▶ Set task
Select each line of the entries below that contains the word "dark" and copy those lines out unchanged.

▶ Given records
—————

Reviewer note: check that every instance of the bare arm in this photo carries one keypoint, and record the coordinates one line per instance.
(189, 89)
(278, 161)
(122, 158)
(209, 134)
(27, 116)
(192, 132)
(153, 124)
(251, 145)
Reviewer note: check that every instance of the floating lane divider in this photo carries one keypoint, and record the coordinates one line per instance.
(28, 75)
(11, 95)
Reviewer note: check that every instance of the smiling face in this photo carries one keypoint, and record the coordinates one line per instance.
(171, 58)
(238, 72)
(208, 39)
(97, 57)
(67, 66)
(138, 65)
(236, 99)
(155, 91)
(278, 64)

—————

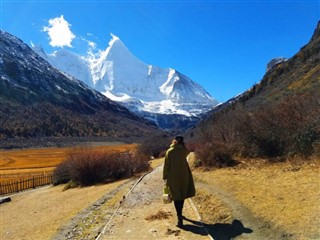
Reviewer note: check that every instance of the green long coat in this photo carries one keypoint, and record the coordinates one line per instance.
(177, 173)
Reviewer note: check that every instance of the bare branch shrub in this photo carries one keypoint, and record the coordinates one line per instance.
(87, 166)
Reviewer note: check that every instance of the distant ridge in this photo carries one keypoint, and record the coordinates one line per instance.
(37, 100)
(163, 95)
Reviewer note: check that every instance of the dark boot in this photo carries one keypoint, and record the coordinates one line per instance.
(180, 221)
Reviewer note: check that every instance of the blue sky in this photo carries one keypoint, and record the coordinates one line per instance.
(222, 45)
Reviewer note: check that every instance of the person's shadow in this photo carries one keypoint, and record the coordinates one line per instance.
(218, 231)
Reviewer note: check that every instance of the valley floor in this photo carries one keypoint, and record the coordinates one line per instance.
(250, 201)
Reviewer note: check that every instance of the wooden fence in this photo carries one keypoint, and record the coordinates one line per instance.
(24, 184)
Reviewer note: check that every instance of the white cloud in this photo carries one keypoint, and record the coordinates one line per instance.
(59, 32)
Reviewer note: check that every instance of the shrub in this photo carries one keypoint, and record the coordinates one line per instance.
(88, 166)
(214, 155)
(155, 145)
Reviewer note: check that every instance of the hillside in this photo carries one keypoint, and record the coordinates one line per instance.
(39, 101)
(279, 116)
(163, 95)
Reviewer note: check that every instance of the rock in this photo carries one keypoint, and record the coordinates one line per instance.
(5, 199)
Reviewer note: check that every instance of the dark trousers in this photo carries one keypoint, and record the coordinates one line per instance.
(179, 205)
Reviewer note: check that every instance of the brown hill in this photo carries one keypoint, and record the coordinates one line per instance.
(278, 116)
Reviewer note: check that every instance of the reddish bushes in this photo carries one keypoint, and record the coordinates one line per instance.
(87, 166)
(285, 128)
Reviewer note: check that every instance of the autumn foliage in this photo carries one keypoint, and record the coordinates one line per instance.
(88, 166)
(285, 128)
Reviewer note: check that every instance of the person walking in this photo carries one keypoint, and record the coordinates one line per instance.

—————

▶ Task answer
Reviewer note: check that every instance of the dark boot in this photo carries one keypoint, and record the coordinates one line per instance.
Reviewer note: check that every instance of the dark trousers in this photo carries one keypoint, and record the coordinates one line per instance.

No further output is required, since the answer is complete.